╭─ Supplied material

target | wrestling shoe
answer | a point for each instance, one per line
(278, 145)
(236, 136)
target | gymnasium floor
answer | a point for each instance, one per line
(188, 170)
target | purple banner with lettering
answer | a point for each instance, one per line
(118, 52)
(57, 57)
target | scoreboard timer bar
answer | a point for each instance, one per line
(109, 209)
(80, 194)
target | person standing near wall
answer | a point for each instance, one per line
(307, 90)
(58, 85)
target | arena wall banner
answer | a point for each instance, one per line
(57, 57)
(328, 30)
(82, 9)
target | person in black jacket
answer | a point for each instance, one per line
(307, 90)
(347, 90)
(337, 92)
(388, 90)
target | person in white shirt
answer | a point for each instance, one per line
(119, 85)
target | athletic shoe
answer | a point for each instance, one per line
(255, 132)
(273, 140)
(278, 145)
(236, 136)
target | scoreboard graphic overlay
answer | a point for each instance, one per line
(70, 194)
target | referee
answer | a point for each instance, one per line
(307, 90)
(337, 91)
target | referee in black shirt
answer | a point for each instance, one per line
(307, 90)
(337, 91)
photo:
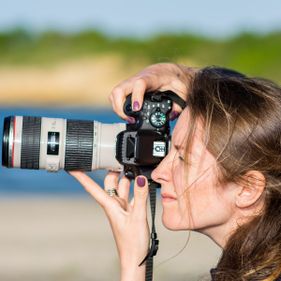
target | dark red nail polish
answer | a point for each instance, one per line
(141, 181)
(174, 115)
(131, 120)
(136, 105)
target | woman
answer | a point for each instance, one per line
(221, 177)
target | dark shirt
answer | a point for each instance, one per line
(213, 271)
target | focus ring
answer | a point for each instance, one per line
(30, 146)
(79, 145)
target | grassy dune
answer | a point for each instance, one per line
(80, 69)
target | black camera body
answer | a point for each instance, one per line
(55, 143)
(142, 146)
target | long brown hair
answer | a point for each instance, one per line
(242, 122)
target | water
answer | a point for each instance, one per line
(27, 182)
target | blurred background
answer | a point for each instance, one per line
(61, 59)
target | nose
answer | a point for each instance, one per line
(163, 172)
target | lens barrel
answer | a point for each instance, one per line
(56, 143)
(6, 141)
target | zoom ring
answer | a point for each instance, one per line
(30, 146)
(79, 145)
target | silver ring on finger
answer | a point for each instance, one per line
(112, 192)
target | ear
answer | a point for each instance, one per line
(251, 189)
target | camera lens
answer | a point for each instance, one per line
(56, 143)
(6, 143)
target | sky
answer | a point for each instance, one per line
(217, 18)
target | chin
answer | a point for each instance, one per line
(169, 221)
(174, 223)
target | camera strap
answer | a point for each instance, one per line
(152, 195)
(153, 236)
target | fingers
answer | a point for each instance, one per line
(140, 197)
(135, 86)
(111, 180)
(117, 98)
(124, 188)
(139, 89)
(90, 186)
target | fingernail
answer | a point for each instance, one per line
(131, 120)
(141, 181)
(136, 105)
(174, 115)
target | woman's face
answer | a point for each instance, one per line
(191, 196)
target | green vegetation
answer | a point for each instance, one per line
(254, 54)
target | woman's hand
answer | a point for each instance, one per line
(162, 77)
(128, 220)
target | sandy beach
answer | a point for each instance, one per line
(51, 238)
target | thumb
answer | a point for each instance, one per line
(140, 195)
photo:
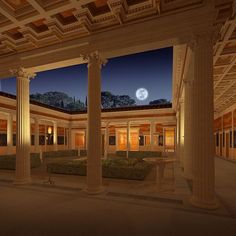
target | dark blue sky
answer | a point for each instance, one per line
(121, 76)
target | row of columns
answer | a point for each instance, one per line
(200, 121)
(36, 122)
(195, 123)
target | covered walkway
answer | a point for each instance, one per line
(46, 210)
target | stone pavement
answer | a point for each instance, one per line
(123, 209)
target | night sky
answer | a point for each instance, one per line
(121, 76)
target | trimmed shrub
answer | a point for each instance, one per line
(8, 162)
(139, 154)
(61, 153)
(121, 168)
(83, 153)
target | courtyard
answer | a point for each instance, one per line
(64, 208)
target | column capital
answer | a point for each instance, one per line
(188, 82)
(94, 57)
(210, 35)
(23, 73)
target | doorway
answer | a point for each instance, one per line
(221, 139)
(227, 145)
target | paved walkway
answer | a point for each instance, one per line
(39, 210)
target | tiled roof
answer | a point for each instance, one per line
(132, 108)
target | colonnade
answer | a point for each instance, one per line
(197, 156)
(195, 125)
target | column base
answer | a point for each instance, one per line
(204, 205)
(23, 181)
(94, 191)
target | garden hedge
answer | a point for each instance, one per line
(61, 153)
(121, 168)
(8, 162)
(139, 154)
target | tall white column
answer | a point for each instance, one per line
(22, 126)
(203, 118)
(69, 137)
(36, 134)
(106, 140)
(181, 132)
(152, 128)
(9, 133)
(164, 140)
(55, 136)
(188, 124)
(128, 139)
(94, 167)
(232, 144)
(177, 135)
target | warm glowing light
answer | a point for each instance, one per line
(141, 94)
(49, 130)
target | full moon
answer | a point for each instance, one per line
(141, 94)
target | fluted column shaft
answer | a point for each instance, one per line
(36, 134)
(128, 140)
(55, 136)
(188, 123)
(9, 133)
(203, 107)
(152, 128)
(177, 135)
(181, 132)
(106, 140)
(22, 126)
(94, 168)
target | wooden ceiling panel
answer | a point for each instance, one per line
(17, 4)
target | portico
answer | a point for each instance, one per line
(191, 35)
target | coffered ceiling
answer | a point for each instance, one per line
(30, 24)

╰─

Your task: Rewrite all of the entries above, replacing every occurrence of "target" with "query" and leaving everything else unchanged. Omit the pictures from your output.

Finished exercise:
query | wrestling shoe
answer | a point for each instance, one per line
(278, 145)
(236, 136)
query | gymnasium floor
answer | a point for each instance, one per line
(188, 170)
query | purple banner with lettering
answer | a point for each instance, one per line
(118, 52)
(57, 57)
query | scoreboard timer bar
answer | a point for each instance, one per line
(109, 209)
(80, 194)
query | person standing near wall
answer | a point for each instance, one per line
(307, 90)
(58, 85)
query | arena wall banner
answer | a point for each instance, one per line
(57, 57)
(328, 30)
(82, 9)
query | person in black jacket
answer | a point for each instance, one per line
(307, 90)
(347, 90)
(337, 92)
(388, 90)
query | person in white shirt
answer | a point for each instance, one per line
(119, 85)
query | athletic shoe
answer | a point for each instance, one per line
(255, 132)
(273, 140)
(278, 145)
(236, 136)
query | scoreboard graphic overlay
answer | a point for each instance, one per line
(70, 194)
query | referee
answer | a point for each instance, one per line
(307, 90)
(337, 91)
query | referee in black shirt
answer | a point for each instance, one per line
(307, 90)
(337, 91)
photo:
query | dark red nail polish
answer | a point for each instance, one per line
(141, 181)
(174, 115)
(131, 120)
(136, 105)
query | woman
answer | a point for each instance, one per line
(221, 177)
query | dark shirt
answer | a point for each instance, one per line
(213, 271)
query | focus ring
answer | a point for each instance, one per line
(30, 146)
(79, 145)
query | grassy dune
answer | a point for each instance, one per line
(80, 69)
query | black camera body
answer | a point for each instance, one per line
(55, 143)
(142, 146)
query | long brown hair
answer | a point for each instance, one per line
(242, 122)
query | water
answer | a point for each instance, one per line
(27, 182)
query | blurred background
answer | a point for each instance, one per line
(61, 59)
query | nose
answer | a point for each instance, one per line
(163, 172)
query | lens barrel
answer | a point for each instance, one per line
(56, 143)
(6, 141)
query | zoom ring
answer | a point for each instance, one per line
(30, 146)
(79, 145)
query | silver ring on finger
answer | a point for each instance, one per line
(112, 192)
query | ear
answer | a point for each instance, one per line
(251, 189)
query | camera lens
answer | a point for each instance, one per line
(56, 143)
(6, 143)
query | sky
answer | a point for each instance, one per line
(217, 18)
query | chin
answer | a point for each instance, one per line
(169, 221)
(174, 223)
query | camera strap
answer | a point for each instance, one per line
(152, 195)
(153, 236)
query | fingers
answer | a point for each instance, one per line
(140, 197)
(135, 86)
(111, 180)
(117, 98)
(124, 188)
(139, 89)
(90, 186)
query | fingernail
answer | a point for each instance, one per line
(131, 120)
(141, 181)
(136, 105)
(174, 115)
query | woman's face
answer | a point for each instance, one per line
(191, 196)
query | green vegetation
answer | a point for each instance, one per line
(254, 54)
query | woman's hand
answer | a point for each instance, one per line
(162, 77)
(128, 220)
query | sandy beach
answer | a point for each instance, one per line
(51, 238)
query | thumb
answer | a point for each instance, one per line
(140, 195)
photo:
query | dark blue sky
answer | a point for each instance, one per line
(121, 76)
query | row of columns
answer | a point for each instance, one per line
(200, 121)
(36, 122)
(195, 123)
query | covered walkway
answer | a point for each instance, one per line
(46, 210)
query | stone pavement
answer | a point for each instance, one per line
(123, 209)
query | night sky
answer | a point for each instance, one per line
(121, 76)
query | trimmed shrub
answer | a point for each instance, one per line
(8, 162)
(139, 154)
(61, 153)
(121, 168)
(83, 153)
query | courtyard
answer | a point for each instance, one per line
(64, 208)
query | column capital
answer | a point for each instance, one per line
(188, 82)
(94, 57)
(210, 35)
(23, 73)
query | doorway
answer | a point for each instance, one per line
(221, 139)
(227, 145)
query | paved walkway
answer | a point for each instance, one per line
(39, 210)
query | tiled roof
answer | a point for each instance, one per line
(132, 108)
query | colonnade
answer | a point for each instance, one per line
(197, 156)
(195, 125)
query | column base
answer | a point for each instance, one per line
(204, 205)
(23, 181)
(94, 191)
query | garden hedge
answer | a point for each instance, one per line
(61, 153)
(121, 168)
(8, 162)
(139, 154)
query | tall white column
answer | a point for each instance, one per line
(22, 126)
(203, 118)
(69, 137)
(36, 134)
(106, 140)
(181, 132)
(152, 128)
(9, 133)
(164, 140)
(55, 136)
(188, 124)
(128, 139)
(94, 167)
(232, 144)
(177, 135)
query | warm glowing light
answer | a point for each instance, one per line
(141, 94)
(49, 130)
query | full moon
answer | a point for each instance, one per line
(141, 94)
query | fluted column shaft
answer | a point for each instance, one per line
(36, 134)
(128, 140)
(55, 136)
(188, 123)
(9, 133)
(203, 107)
(152, 128)
(177, 135)
(181, 132)
(106, 140)
(22, 126)
(94, 168)
query | wooden ceiling panel
answer | a point for each instance, one per line
(17, 4)
query | portico
answer | a point for each instance, one per line
(191, 35)
query | coffered ceiling
answer | a point for each instance, one per line
(30, 24)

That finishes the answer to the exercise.